● WHAT THE EXERCISE ASKS
Count the lines in the data below that contain the string "headlight", treating uppercase and lowercase as different. Give only the number.

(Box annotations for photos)
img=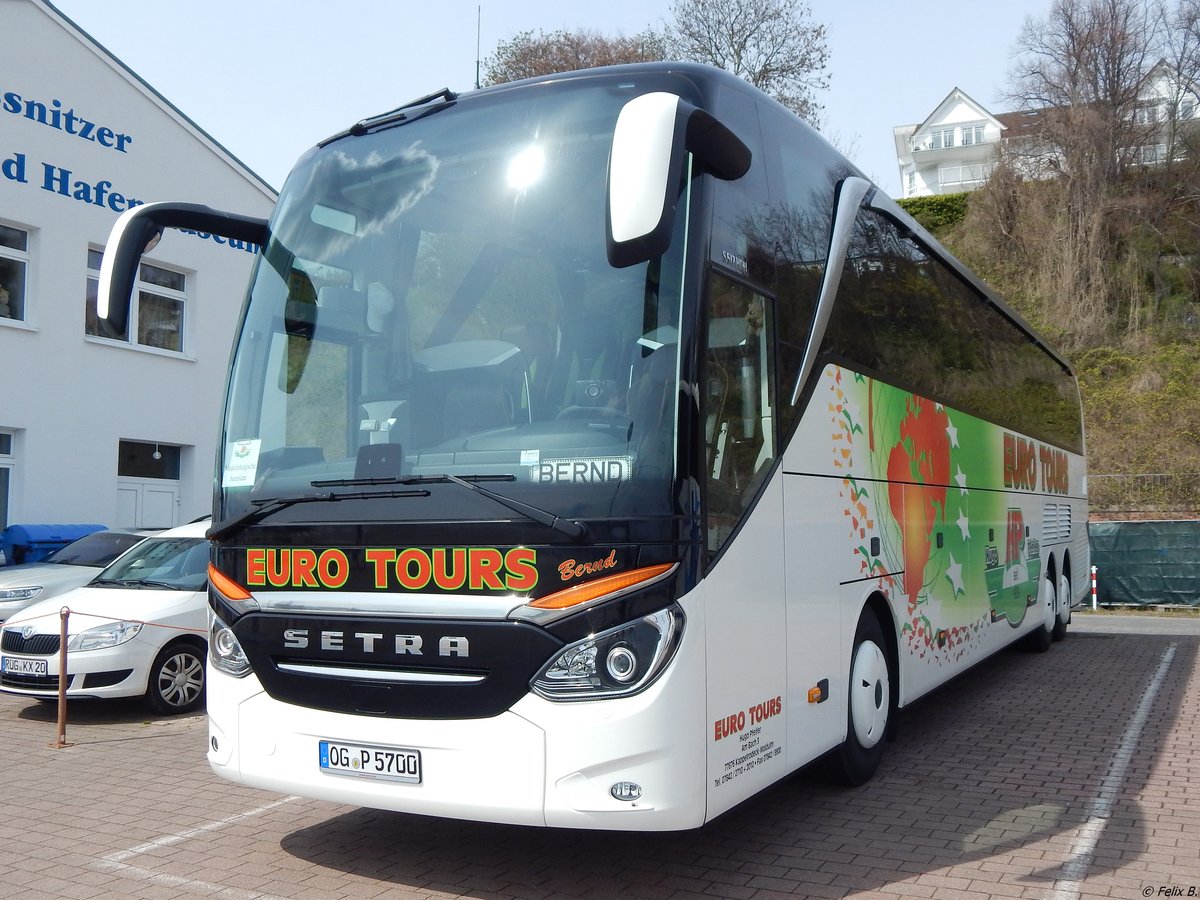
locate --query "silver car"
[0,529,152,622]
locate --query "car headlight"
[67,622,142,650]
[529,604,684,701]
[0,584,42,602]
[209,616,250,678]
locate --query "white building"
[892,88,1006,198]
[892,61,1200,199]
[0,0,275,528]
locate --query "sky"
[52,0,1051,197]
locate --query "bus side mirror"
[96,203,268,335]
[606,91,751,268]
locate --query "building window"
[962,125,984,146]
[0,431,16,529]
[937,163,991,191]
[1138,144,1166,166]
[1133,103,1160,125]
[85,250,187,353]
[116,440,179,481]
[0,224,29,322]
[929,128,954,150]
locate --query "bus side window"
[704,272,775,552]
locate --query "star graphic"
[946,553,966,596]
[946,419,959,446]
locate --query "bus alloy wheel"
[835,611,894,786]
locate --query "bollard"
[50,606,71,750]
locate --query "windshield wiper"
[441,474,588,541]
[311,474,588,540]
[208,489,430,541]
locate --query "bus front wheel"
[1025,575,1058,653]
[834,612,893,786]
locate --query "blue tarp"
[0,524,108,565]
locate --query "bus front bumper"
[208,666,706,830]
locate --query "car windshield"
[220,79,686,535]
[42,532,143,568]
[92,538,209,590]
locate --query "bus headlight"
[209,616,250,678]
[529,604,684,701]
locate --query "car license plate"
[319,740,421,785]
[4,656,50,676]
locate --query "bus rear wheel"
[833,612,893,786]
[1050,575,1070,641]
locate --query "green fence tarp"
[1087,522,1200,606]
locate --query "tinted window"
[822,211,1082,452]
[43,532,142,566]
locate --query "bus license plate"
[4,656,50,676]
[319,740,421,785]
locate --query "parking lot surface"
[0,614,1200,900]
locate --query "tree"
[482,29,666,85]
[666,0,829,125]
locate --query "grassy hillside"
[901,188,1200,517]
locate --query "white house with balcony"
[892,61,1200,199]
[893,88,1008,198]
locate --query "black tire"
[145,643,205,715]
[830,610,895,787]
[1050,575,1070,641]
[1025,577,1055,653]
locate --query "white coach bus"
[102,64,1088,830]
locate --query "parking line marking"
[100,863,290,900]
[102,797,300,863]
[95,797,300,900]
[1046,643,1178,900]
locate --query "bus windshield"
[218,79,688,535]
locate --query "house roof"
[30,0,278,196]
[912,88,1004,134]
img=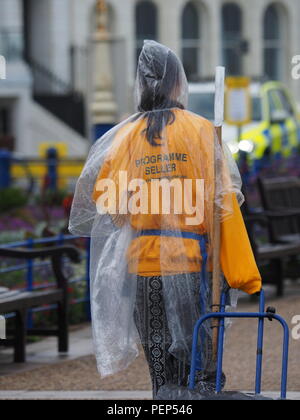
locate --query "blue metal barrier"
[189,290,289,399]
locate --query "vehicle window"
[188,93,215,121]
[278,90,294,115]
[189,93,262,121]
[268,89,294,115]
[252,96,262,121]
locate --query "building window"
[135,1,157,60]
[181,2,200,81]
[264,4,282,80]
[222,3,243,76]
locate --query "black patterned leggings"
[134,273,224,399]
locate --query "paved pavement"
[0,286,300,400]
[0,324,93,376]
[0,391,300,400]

● ANSWER TO THE TASK
2